COMPLETE THE FOLLOWING —
1. According to the film review, which Japanese feature won the award for Best Foreign Language Film in 2009?
2. Carry the film review forward, starting right after its last sentence.

SUPPLIED TEXT —
--- begin ---

Two ironies attest to critiquing this film a year after it was submitted to the 2008 Oscars for Best Foreign Language Film. First of all, this year, 2009, saw the Japanese feature Okuribito scoop that very award, a film directed by a man whose early credits include a long-running 'train molester' series, a sniggering look at the titillation gained from the sport of groping vulnerable-but-loving-it females on crowded commuter trains.

The second irony is that the Japanese Supreme Court recently overturned a guilty verdict on a man convicted of such a crime, citing the lack of evidence and due procedure on the part of police and prosecutors.

Okuribito's debt to Suo's film is tenuous, but the Supreme Court decision seems unlikely had Sore Demo not been made. The film highlights the primitive and highly dubious procedures that infest the Japanese judicial system, where habeas corpus is trampled upon and a benign and apathetic populace conspire by neglect in the crushing of innocents. The scale of the molester problem is apparent to any visitor to these shores who spends time on commuter trains - Women Only carriages are now the norm at rush-hour, a far cry from the halcyon days previously celebrated by the director of Okuribito, when 'how to molest' programmes were broadcast on mainstream TV channels. Times have changed, and how.

--- end ---

DATA EXTRACT —
--- begin ---

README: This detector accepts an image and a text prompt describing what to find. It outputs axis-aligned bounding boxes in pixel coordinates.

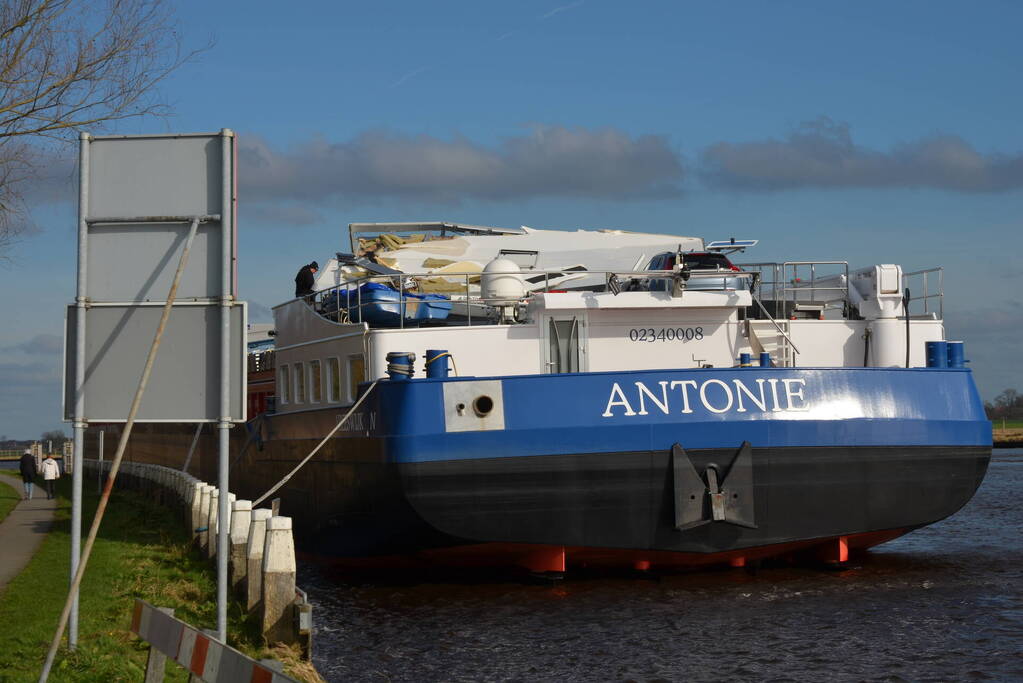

--- end ---

EXERCISE RESULTS —
1. Okuribito

2.
Suo elects to tell the tale as an Educational film, attempting to edify his audience on the corruption of the Japanese judiciary from the base assumption that they know nothing. Such stylistics have come unstuck before in Nihon no Ichiban Kuroi Natsu, where the didactic tone fails to encapsulate the social ramifications of the material it addresses. But Suo's film does not go off on that tangent, presenting as its innocent in need of education a single man falsely accused in a groping incident. He is a decent, loved man who finds circumstances piling up against him in a country he previously, naively, accepted as fundamentally good. Ryo Kase does excellent work as meek Teppei, who puts up with his treatment initially unaware of the hole that is being dug for him. His resolve not to opt for the easy 'guilty' verdict that will secure quick release is a deep moral core by contrast lacking in the police, judges, fourth estate and even his own solicitor.

The preaching can be a bit heavy-handed at times, and the film is at least 30 minutes too long. Some dubious side characters are overdrawn, such as an effeminate cell-mate thrown on stage to provide giggles and more leadership for Teppei. Such small qualms aside, this movie is an epochal event, an important film, that highlights an incredible, mean-spirited flaw in Japanese society, that the recent Supreme Court decision may finally relegate to history.

Suo's direction is spare and unobtrusive, his actors given space to reveal the consequences of such judicial brutality, which they do with aplomb. Brave, important film-making, that history will take note of.